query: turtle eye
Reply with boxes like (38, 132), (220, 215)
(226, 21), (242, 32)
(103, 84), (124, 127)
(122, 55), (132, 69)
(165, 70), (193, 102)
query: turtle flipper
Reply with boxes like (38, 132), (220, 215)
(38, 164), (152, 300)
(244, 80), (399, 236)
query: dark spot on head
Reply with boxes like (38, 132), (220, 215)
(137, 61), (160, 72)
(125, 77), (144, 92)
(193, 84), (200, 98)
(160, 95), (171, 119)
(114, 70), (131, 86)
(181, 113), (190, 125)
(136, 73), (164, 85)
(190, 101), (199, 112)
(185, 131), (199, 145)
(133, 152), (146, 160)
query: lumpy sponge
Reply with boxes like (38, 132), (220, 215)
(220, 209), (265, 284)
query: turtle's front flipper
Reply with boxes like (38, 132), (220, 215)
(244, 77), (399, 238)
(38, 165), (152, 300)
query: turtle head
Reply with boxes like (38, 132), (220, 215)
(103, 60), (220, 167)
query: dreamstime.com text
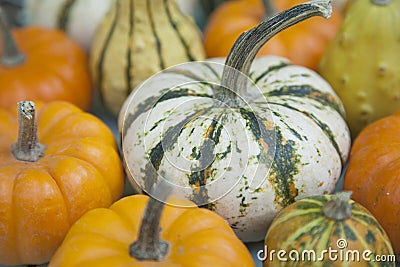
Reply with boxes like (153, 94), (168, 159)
(257, 239), (396, 262)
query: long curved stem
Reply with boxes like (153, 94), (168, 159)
(0, 7), (25, 67)
(215, 0), (332, 106)
(129, 180), (171, 260)
(11, 101), (45, 162)
(262, 0), (278, 18)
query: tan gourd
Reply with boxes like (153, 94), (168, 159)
(90, 0), (205, 114)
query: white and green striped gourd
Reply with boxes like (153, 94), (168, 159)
(118, 0), (350, 242)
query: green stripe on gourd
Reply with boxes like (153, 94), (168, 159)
(90, 0), (205, 115)
(119, 0), (350, 241)
(264, 192), (393, 266)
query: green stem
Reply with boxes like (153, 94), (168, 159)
(371, 0), (393, 6)
(129, 182), (171, 261)
(11, 101), (45, 162)
(262, 0), (278, 18)
(322, 191), (352, 221)
(215, 0), (332, 107)
(0, 7), (25, 67)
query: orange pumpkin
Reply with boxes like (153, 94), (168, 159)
(344, 111), (400, 255)
(0, 101), (124, 265)
(0, 7), (93, 110)
(49, 188), (254, 267)
(204, 0), (342, 70)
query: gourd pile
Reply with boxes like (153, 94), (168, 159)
(0, 0), (400, 267)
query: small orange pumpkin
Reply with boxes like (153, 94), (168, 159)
(343, 111), (400, 255)
(49, 185), (254, 267)
(0, 9), (93, 110)
(0, 101), (124, 265)
(204, 0), (342, 70)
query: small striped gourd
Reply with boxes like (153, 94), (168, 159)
(263, 191), (395, 267)
(119, 0), (350, 241)
(24, 0), (115, 51)
(90, 0), (205, 114)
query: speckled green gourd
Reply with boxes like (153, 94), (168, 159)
(319, 0), (400, 138)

· · ·

## Directions for this task
Exactly as written, give again every line from the one containing "query: turtle flipper" through the last line of the material, both included, with the pictures left out.

## Correct output
query: turtle flipper
Reply with boxes like (38, 132), (220, 215)
(38, 164), (152, 300)
(244, 80), (399, 236)
query: dark spot on head
Reply with boxes like (38, 132), (220, 215)
(137, 61), (160, 72)
(125, 77), (144, 92)
(193, 84), (200, 98)
(160, 95), (171, 119)
(114, 70), (131, 86)
(181, 113), (190, 125)
(136, 73), (164, 85)
(190, 101), (199, 112)
(185, 131), (199, 145)
(133, 152), (146, 160)
query: lumpy sponge
Reply with boxes like (38, 132), (220, 215)
(220, 209), (265, 284)
query: turtle's front flipper
Reply with boxes like (38, 132), (220, 215)
(244, 77), (399, 238)
(38, 165), (152, 300)
query: turtle head
Reply with boxes like (38, 132), (220, 215)
(103, 60), (220, 167)
query: dreamstime.com text
Reply with boxes like (153, 94), (168, 159)
(257, 239), (396, 262)
query: long curved stem
Reply with boxes like (153, 94), (168, 159)
(0, 7), (25, 67)
(215, 0), (332, 106)
(129, 180), (171, 260)
(11, 101), (45, 162)
(262, 0), (278, 18)
query: tan gourd
Reply with boxes like (153, 94), (168, 159)
(90, 0), (205, 114)
query: white and green striped gourd
Reply with boxes like (153, 94), (168, 159)
(118, 0), (350, 242)
query: green stripe on gourd
Reply with boxes like (153, 94), (168, 159)
(90, 0), (205, 115)
(119, 0), (350, 241)
(264, 192), (393, 266)
query: green stem
Reply with boxes like (153, 94), (168, 159)
(371, 0), (393, 6)
(129, 182), (171, 261)
(11, 101), (45, 162)
(262, 0), (278, 18)
(322, 191), (352, 221)
(215, 0), (332, 107)
(0, 7), (25, 67)
query: orange pumpkin
Reply with boxes like (153, 94), (168, 159)
(344, 111), (400, 255)
(0, 101), (124, 265)
(0, 7), (93, 110)
(49, 188), (254, 267)
(204, 0), (342, 70)
query: gourd pile
Reply with boxes like (153, 94), (168, 159)
(0, 0), (400, 267)
query: small orange pumpkin
Reply with boxes like (153, 94), (168, 159)
(343, 111), (400, 255)
(49, 185), (254, 267)
(0, 9), (93, 110)
(0, 101), (124, 265)
(204, 0), (342, 70)
query: small striped gourd
Reply with boxes like (153, 94), (168, 159)
(263, 191), (395, 267)
(119, 0), (350, 241)
(24, 0), (115, 51)
(90, 0), (205, 114)
query: speckled green gourd
Reply with boxes like (153, 94), (168, 159)
(319, 0), (400, 138)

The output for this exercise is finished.